Each record below is to be reproduced without any change.

········

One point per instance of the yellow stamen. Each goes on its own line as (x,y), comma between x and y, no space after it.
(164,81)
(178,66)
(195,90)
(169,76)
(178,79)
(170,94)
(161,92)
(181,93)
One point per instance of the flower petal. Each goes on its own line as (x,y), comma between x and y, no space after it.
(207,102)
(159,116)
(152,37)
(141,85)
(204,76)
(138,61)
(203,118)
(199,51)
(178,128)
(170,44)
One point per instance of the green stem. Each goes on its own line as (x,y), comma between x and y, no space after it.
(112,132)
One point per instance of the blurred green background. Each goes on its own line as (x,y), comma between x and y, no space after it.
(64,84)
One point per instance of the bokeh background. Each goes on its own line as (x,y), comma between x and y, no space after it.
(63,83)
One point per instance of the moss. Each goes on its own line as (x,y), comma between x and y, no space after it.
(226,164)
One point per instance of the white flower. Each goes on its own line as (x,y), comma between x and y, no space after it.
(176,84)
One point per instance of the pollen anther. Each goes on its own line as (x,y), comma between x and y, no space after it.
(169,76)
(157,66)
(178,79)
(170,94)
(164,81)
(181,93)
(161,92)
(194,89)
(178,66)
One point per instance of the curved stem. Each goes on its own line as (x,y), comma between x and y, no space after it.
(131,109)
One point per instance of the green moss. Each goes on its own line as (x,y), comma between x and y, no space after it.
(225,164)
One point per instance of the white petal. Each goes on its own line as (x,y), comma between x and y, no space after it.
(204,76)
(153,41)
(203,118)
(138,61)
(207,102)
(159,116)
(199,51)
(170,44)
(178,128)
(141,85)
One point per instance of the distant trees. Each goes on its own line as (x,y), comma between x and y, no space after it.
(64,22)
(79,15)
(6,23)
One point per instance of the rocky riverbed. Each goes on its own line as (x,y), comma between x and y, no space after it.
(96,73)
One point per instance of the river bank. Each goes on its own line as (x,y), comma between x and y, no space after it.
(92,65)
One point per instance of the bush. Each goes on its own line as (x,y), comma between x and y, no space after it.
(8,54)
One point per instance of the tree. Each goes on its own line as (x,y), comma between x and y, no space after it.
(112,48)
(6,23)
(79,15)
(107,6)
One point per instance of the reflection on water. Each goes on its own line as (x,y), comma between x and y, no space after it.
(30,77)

········

**THE RESULT**.
One point per instance of the yellow stamen. Each goes on its own line as (x,y), comma between x and y, no space after it.
(164,81)
(178,66)
(195,90)
(169,76)
(178,79)
(170,94)
(161,92)
(181,93)
One point per instance of the flower petal. Each goes on its own line as (x,y), comma between x and y, no space after it.
(207,102)
(159,116)
(152,37)
(141,85)
(204,76)
(138,61)
(203,118)
(199,51)
(178,128)
(170,44)
One point per instance of the green stem. Each goes on its own line as (x,y), comma between x and y, no space after it.
(112,132)
One point per instance of the blurred green background. Each goes on its own line as (x,y), comma between x and y, no space after it.
(64,84)
One point per instance of the bokeh background. Each goes on its own line as (x,y), comma between x and y, no space after it.
(63,83)
One point per instance of the moss. Each goes on its own line as (x,y), comma between x and y, no space after it.
(226,164)
One point per instance of the white flower. Each goes on its own line as (x,y), comma between x and y, no space after it.
(176,84)
One point per instance of the pollen anther. Each goes on its own line as (x,y), comma between x and y, no space after it.
(169,76)
(157,66)
(178,79)
(170,94)
(164,81)
(181,93)
(161,92)
(194,89)
(178,66)
One point per instance of the curved stem. Each goes on its own line as (x,y), comma between x and y, no space after it.
(131,109)
One point per instance of the green moss. Each goes on its own line as (x,y), comma between x and y, no space after it.
(225,164)
One point per instance of the white petal. Each goes on its own line as (x,y), comma between x and y, no space after it.
(204,76)
(153,41)
(203,118)
(138,61)
(207,102)
(159,116)
(199,51)
(170,44)
(178,128)
(141,85)
One point per instance of the distant trees. Each goes on its own line as (x,y), comma between x and y, no space after it.
(64,22)
(79,15)
(6,23)
One point per instance of the rocky riverbed. Each goes on its own line as (x,y), comma between x and y, no space after it.
(96,73)
One point per instance of the river bank. Each goes on its own line as (x,y), comma between x and y, no space after it.
(92,65)
One point per instance of the bush. Each goes on its own line as (x,y), comma between x and y, no space after it.
(8,54)
One point per instance of the tree. Each goes on its own line as (x,y), comma between x and y, no space after it.
(112,48)
(6,23)
(79,15)
(107,6)
One point per instance of the reflection on water. Each goes on its own line as (x,y), comma between x and y, no space after it.
(30,77)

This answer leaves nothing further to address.